### Task instructions
Rewrite all of the material below as a numbered list, one line per item, with blank lines skipped and the pictures left out.

==== Information provided ====

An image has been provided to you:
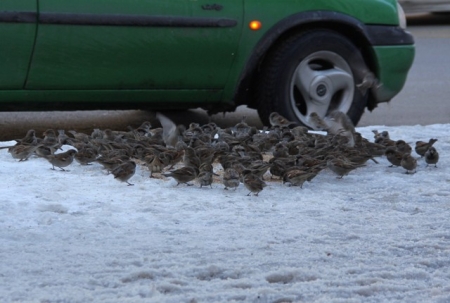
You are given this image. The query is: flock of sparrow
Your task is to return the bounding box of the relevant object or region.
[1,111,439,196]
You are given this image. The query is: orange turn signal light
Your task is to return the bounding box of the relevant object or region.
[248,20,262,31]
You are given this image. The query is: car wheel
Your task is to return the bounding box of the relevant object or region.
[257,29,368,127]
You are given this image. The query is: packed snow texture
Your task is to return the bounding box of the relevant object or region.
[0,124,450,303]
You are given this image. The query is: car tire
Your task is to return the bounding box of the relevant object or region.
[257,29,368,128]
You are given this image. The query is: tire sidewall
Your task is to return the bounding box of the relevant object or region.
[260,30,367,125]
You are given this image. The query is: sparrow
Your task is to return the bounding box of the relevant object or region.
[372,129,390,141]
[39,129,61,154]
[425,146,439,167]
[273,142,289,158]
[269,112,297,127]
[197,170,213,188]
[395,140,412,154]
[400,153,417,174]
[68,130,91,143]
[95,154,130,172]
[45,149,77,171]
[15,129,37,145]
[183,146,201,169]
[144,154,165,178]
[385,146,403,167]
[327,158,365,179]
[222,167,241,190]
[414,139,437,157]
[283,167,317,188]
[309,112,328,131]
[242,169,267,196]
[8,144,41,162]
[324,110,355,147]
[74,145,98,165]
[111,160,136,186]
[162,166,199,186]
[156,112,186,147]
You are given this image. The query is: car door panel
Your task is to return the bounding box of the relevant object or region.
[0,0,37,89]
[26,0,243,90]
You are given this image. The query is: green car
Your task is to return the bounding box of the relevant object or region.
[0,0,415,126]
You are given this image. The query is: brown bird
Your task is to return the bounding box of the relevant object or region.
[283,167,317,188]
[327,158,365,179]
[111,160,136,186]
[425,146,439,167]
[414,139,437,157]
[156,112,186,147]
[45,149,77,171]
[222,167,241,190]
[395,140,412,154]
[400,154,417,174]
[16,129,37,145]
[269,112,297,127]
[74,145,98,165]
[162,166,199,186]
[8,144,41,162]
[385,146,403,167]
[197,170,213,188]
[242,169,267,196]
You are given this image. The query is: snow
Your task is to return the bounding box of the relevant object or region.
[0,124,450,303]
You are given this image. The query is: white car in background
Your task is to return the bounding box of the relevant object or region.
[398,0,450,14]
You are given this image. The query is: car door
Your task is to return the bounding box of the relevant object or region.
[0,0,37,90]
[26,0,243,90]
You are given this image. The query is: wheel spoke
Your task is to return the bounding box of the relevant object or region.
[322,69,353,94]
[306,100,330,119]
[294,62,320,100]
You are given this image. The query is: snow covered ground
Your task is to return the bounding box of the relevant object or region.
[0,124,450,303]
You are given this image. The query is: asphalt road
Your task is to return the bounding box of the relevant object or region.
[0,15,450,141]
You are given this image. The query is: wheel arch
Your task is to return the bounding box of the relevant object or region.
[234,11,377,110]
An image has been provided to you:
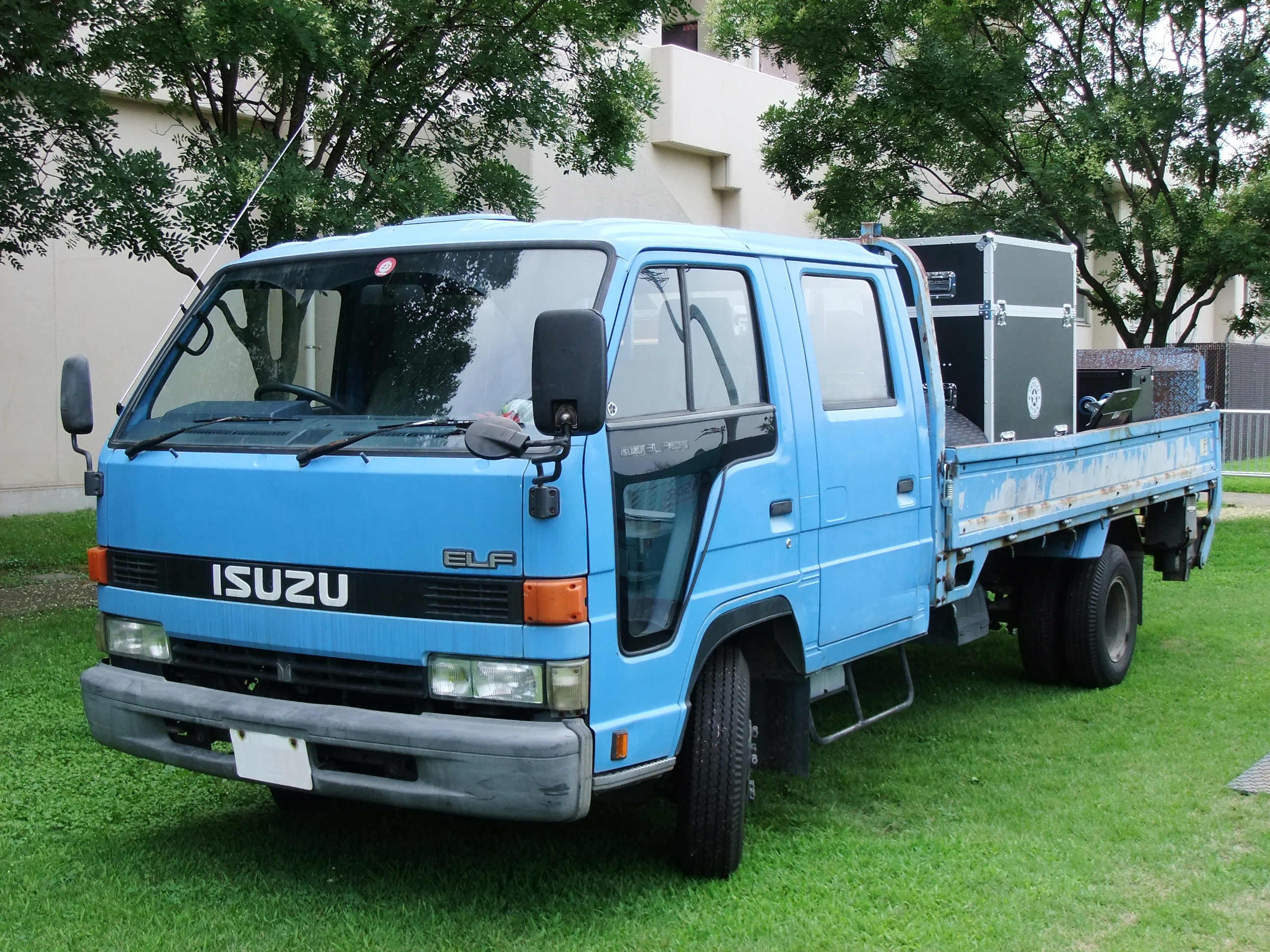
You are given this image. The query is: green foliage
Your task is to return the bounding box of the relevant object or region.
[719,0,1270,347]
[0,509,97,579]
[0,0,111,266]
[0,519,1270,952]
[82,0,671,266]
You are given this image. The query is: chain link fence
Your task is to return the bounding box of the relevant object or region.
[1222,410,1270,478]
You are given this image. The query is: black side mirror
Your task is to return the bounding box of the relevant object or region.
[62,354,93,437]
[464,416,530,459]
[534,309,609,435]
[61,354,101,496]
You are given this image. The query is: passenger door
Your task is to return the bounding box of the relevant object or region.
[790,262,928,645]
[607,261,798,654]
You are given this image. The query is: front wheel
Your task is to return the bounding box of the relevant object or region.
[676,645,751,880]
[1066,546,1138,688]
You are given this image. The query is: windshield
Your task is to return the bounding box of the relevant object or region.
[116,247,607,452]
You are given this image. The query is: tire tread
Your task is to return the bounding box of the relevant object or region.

====

### Finished task
1. An image has been provided to you:
2. You are given this image. The query is: flock of sparrow
3. Your task is to return the bounding box of the relevant object or region.
4. [1,111,439,196]
5. You are given this image. The query is: orange turn signal light
6. Your task is to return the bounding box of the relevant object or region.
7. [248,20,262,31]
8. You are given this image. The query is: car wheel
9. Your task is to return the bounding box of the relevant object or region.
10. [257,29,368,127]
11. You are given this image. The query is: packed snow texture
12. Your task is to return the bounding box of the relevant object or region.
13. [0,124,450,303]
14. You are given this image. The query is: car tire
15. Your task is to return the bounding box of the relevant object or region.
16. [257,29,368,128]
17. You are given this image. The query is: tire sidewall
18. Your task is to return the bounding box of the relevant object or region.
19. [260,30,367,125]
20. You are given this image. The query is: sparrow
21. Your task is to return the bounding box of the relevant object or region.
22. [372,129,390,141]
23. [39,129,61,154]
24. [425,146,439,167]
25. [273,142,289,158]
26. [269,112,297,127]
27. [197,170,213,188]
28. [395,140,412,154]
29. [400,153,417,174]
30. [68,130,91,143]
31. [95,154,130,172]
32. [45,149,77,171]
33. [15,129,37,145]
34. [183,146,201,169]
35. [144,154,165,178]
36. [385,146,403,167]
37. [327,158,365,179]
38. [222,167,241,190]
39. [414,139,437,157]
40. [283,167,317,188]
41. [309,112,328,131]
42. [242,169,267,196]
43. [8,144,41,162]
44. [324,110,355,147]
45. [74,145,98,165]
46. [111,160,136,186]
47. [162,166,199,186]
48. [156,112,186,147]
49. You are given this image. The query is: car door panel
50. Your task is to return the bounding box of the relevant object or region.
51. [0,0,37,89]
52. [26,0,243,90]
53. You are given this image. The query is: green car
54. Your task is to return the bounding box of the relevant object or region.
55. [0,0,415,126]
56. You are given this image. The query is: brown bird
57. Your task is to return the bounding box of the relevant object or region.
58. [283,167,317,188]
59. [327,158,365,179]
60. [111,160,136,186]
61. [425,146,439,167]
62. [414,139,437,157]
63. [156,112,186,147]
64. [45,149,77,171]
65. [222,167,241,190]
66. [395,140,412,154]
67. [400,154,417,174]
68. [16,129,37,145]
69. [269,112,297,127]
70. [74,145,98,165]
71. [162,166,199,186]
72. [8,144,41,162]
73. [385,146,403,167]
74. [197,170,213,188]
75. [242,169,267,196]
76. You are given this image. The query is: snow
77. Your task is to return the bounding box of the relevant object or region.
78. [0,124,450,303]
79. You are given this image. The query is: white car in background
80. Your task is to return the bounding box of the relevant object or region.
81. [398,0,450,14]
82. You are given this image. The query is: car door
83. Your task is to return the bounding box of the relevant object or region.
84. [0,0,37,90]
85. [26,0,243,90]
86. You are given this image. The query is: wheel spoke
87. Your task is to return the bounding box of the relevant object or region.
88. [322,69,353,94]
89. [306,100,330,119]
90. [294,62,320,100]
91. You are given this image. The query is: snow covered ground
92. Your task is to return the bounding box of the relevant object or region.
93. [0,124,450,303]
94. You are given this image. The query is: asphalt road
95. Your task is to return the bounding box of the relevant object or region.
96. [0,15,450,141]
97. You are given this image. The query is: wheel arch
98. Your task is to return the bounding box of the relevant object or region.
99. [234,11,377,110]
100. An image has been provided to you:
101. You are given this image. The query is: green foliage
102. Your task is to return the bounding box of the relevant object or region.
103. [719,0,1270,347]
104. [0,509,97,579]
105. [0,0,111,266]
106. [0,519,1270,952]
107. [82,0,671,266]
108. You are given this image. The query is: chain link fence
109. Your task is to return the bounding box of the relevant object or region.
110. [1222,410,1270,478]
111. You are given this image. The query is: black side mirror
112. Your task is to return the bounding box of the relevant object or region.
113. [62,354,93,437]
114. [464,416,530,459]
115. [534,309,609,435]
116. [61,354,101,496]
117. You are given this image. The query is: passenger door
118. Your task is to return the bounding box of the relevant object or region.
119. [790,262,928,645]
120. [607,261,798,654]
121. You are given this image. The query is: front wheel
122. Your task is to return the bounding box of the relevant object or region.
123. [676,645,751,880]
124. [1066,546,1138,688]
125. You are given this image. The query is: windshield
126. Your task is to return the bounding box of the relevant object or region.
127. [116,247,607,452]
128. You are given this image. The query is: tire tread
129. Your task is to return the bounding box of the relevant object or region.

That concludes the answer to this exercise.